Assigned task - List every line of the items below that contains the word "negative".

Material provided -

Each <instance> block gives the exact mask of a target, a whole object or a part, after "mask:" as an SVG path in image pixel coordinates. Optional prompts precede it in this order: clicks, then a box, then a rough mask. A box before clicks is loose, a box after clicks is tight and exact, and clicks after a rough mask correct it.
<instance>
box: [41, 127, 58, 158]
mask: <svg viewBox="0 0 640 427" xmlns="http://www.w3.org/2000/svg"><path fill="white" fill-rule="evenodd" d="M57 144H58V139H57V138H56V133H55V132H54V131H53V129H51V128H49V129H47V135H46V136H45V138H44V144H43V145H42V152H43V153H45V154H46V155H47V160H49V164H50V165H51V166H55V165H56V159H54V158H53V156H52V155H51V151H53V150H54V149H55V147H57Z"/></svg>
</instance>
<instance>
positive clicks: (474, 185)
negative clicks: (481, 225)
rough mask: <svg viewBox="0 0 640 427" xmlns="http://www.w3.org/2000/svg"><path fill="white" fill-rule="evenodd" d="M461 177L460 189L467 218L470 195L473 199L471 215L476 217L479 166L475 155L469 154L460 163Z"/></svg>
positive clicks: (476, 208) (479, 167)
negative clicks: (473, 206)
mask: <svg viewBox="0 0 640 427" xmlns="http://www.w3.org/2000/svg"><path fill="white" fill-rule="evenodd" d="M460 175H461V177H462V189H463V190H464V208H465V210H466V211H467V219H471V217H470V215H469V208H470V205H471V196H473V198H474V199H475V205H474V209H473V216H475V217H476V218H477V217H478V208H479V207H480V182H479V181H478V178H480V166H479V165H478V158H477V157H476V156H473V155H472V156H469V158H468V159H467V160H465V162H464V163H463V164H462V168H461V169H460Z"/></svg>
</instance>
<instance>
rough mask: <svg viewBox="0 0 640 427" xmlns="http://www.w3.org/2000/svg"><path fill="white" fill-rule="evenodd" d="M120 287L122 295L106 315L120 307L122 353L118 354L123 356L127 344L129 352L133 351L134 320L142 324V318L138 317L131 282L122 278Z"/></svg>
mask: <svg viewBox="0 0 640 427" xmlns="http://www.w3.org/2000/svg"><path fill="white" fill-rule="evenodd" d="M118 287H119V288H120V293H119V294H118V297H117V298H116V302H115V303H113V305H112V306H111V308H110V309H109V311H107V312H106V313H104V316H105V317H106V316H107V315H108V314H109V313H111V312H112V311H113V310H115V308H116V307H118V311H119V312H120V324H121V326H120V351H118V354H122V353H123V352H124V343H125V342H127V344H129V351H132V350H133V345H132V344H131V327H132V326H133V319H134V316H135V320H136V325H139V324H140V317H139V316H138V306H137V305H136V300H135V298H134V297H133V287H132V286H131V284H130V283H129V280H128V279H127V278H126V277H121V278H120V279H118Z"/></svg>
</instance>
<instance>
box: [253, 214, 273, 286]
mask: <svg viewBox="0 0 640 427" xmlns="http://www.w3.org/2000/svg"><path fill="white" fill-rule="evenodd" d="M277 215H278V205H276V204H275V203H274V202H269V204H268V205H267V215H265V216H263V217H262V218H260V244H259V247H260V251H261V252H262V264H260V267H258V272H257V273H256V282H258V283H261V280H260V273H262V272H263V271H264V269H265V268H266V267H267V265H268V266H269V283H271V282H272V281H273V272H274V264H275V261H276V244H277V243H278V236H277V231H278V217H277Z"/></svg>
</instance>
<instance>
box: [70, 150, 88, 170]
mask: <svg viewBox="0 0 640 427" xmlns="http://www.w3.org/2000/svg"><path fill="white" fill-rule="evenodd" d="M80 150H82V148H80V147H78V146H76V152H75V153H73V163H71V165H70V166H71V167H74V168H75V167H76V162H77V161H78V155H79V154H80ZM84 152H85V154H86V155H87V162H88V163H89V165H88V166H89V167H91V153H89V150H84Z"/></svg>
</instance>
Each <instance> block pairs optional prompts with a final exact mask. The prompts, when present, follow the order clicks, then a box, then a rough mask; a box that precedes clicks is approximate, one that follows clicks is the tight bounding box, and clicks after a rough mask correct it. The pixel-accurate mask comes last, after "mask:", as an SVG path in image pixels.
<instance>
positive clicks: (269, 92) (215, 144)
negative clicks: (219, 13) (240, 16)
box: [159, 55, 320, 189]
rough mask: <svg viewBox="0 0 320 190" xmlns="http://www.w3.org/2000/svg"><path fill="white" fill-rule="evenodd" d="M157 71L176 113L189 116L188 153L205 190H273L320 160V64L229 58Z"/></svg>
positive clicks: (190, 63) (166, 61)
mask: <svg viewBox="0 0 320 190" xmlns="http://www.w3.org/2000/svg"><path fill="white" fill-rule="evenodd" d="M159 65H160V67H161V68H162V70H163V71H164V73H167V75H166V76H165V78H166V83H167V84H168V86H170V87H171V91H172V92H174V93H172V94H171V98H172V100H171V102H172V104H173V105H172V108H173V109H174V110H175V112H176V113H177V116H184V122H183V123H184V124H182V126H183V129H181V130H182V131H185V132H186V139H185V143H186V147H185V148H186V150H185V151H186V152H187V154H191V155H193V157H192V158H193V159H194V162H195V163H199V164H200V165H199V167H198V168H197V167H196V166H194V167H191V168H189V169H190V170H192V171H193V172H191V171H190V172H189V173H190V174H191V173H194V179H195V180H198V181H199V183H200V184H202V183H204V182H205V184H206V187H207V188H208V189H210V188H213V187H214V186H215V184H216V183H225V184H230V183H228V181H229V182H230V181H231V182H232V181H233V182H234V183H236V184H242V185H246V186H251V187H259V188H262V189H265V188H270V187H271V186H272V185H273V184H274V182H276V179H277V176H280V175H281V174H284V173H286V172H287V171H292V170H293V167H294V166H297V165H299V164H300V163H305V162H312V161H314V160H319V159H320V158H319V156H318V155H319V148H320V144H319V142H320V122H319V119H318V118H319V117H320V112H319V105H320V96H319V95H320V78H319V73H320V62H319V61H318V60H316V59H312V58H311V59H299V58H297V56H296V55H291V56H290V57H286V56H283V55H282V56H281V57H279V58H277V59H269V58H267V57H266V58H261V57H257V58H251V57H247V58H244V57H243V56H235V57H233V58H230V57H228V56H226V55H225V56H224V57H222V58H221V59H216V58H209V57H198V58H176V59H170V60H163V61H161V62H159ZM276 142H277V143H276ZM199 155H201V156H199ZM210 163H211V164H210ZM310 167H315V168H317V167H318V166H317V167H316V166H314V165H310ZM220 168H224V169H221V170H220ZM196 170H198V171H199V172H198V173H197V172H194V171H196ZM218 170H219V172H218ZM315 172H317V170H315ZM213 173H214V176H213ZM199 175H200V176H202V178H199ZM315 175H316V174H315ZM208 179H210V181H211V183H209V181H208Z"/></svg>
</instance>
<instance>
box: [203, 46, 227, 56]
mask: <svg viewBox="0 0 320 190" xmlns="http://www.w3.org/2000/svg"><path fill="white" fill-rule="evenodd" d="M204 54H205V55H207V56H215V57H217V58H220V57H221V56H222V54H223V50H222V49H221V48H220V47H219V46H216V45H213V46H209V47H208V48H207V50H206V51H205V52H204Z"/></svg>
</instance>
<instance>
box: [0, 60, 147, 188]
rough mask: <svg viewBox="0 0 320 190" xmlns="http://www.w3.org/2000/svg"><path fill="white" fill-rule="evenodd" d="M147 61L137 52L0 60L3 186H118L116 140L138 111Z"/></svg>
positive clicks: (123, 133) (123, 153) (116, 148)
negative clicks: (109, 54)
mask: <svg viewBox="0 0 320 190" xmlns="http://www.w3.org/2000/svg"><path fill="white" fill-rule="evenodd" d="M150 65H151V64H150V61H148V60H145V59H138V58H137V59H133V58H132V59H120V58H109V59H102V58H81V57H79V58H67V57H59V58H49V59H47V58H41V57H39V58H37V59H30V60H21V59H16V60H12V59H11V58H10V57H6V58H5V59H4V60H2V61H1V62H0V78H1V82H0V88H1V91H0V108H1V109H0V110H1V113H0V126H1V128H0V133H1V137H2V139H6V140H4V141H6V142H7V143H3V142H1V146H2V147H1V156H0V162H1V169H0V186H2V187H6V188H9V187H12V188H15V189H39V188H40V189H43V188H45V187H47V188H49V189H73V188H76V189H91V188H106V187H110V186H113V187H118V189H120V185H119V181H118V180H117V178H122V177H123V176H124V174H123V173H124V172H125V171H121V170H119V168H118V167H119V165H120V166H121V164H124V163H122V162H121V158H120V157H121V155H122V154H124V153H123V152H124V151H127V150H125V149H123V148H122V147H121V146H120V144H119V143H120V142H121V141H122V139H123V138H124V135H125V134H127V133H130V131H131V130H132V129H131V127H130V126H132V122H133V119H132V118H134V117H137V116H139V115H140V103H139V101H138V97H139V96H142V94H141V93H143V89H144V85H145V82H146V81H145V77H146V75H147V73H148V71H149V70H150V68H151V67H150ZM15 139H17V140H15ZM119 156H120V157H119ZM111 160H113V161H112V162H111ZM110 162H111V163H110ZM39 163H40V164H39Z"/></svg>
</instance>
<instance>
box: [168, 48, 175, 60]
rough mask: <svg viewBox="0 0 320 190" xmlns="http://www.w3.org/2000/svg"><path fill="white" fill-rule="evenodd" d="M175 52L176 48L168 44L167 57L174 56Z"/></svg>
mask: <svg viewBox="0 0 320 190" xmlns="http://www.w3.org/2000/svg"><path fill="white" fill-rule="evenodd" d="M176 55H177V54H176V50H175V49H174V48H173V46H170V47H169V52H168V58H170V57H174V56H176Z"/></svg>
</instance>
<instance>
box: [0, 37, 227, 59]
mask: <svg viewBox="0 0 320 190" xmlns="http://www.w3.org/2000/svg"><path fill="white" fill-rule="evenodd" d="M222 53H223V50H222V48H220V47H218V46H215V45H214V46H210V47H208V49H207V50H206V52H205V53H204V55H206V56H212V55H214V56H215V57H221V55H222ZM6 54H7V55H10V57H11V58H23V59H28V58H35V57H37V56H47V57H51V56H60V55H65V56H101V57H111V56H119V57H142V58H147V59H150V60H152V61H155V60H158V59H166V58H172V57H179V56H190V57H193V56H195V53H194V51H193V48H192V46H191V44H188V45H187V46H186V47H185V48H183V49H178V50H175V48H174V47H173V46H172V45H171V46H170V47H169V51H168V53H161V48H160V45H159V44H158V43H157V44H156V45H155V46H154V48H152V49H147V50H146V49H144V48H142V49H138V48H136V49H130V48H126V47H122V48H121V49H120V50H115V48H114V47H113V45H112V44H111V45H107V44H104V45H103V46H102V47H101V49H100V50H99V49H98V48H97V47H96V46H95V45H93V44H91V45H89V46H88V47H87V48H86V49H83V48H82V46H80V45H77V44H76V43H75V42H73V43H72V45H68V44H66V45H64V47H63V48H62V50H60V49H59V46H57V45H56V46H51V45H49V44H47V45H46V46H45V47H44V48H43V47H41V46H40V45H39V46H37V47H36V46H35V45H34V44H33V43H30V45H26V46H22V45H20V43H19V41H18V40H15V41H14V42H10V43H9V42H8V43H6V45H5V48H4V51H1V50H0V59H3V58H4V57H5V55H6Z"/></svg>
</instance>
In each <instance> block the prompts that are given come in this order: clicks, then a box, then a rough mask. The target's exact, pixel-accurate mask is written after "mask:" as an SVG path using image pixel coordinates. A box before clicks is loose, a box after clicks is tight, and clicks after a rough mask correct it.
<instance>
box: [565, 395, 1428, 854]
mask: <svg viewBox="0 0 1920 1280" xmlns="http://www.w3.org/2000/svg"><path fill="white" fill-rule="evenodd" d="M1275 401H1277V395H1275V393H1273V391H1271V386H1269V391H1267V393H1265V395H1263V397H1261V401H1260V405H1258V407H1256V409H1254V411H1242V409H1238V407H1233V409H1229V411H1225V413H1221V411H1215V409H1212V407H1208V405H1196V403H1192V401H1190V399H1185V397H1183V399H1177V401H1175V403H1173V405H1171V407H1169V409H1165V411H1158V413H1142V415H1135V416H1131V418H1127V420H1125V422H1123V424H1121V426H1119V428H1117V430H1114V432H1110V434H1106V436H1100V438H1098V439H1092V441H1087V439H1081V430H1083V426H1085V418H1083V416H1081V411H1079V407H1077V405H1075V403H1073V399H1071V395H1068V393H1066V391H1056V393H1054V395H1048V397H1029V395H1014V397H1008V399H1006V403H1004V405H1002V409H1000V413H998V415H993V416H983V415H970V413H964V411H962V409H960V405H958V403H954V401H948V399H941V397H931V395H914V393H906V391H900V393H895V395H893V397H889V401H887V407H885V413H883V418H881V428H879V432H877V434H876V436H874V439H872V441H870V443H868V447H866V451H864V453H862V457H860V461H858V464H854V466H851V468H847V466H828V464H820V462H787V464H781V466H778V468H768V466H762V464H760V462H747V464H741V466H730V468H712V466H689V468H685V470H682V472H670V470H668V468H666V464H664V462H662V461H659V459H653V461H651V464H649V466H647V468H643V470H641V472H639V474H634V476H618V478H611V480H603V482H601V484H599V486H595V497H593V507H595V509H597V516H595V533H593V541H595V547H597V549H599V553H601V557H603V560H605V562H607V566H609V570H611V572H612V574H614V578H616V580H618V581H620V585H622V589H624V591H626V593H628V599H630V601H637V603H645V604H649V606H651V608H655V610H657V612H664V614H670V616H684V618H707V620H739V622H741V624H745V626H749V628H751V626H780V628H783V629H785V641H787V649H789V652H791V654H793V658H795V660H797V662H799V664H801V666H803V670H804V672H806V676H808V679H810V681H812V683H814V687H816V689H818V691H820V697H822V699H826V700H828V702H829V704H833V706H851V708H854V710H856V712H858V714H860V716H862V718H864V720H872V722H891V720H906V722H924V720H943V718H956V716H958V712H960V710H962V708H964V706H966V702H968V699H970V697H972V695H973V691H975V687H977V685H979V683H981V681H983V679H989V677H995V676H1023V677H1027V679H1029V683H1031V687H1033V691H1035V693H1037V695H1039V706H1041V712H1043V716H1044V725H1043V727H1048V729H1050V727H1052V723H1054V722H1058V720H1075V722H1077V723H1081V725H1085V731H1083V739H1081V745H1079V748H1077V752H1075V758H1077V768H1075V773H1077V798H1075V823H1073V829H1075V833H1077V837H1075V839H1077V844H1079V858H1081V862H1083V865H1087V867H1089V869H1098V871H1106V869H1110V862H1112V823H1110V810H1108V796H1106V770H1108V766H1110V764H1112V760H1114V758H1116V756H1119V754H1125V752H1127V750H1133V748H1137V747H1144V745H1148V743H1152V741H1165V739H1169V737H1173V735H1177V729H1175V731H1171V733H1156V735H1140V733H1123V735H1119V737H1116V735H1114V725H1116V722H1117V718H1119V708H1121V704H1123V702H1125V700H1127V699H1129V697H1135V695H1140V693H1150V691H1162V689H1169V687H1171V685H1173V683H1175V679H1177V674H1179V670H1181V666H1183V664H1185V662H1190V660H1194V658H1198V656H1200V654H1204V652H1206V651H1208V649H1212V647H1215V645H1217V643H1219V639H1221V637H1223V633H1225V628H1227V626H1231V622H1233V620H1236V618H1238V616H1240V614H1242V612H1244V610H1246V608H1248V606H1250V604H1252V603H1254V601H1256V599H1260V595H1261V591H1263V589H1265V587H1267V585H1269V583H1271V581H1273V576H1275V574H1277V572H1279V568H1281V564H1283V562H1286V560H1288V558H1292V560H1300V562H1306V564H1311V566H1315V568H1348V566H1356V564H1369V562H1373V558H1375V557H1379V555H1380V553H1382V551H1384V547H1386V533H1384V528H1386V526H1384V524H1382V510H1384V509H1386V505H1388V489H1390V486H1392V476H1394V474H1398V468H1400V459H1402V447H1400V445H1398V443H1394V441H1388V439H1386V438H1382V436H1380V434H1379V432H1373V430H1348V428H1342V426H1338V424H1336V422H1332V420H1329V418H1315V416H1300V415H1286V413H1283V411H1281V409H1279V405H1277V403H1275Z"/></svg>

Output below -
negative clicks: (481, 225)
negative clicks: (473, 206)
negative clicks: (219, 13) (240, 16)
negative clicks: (109, 54)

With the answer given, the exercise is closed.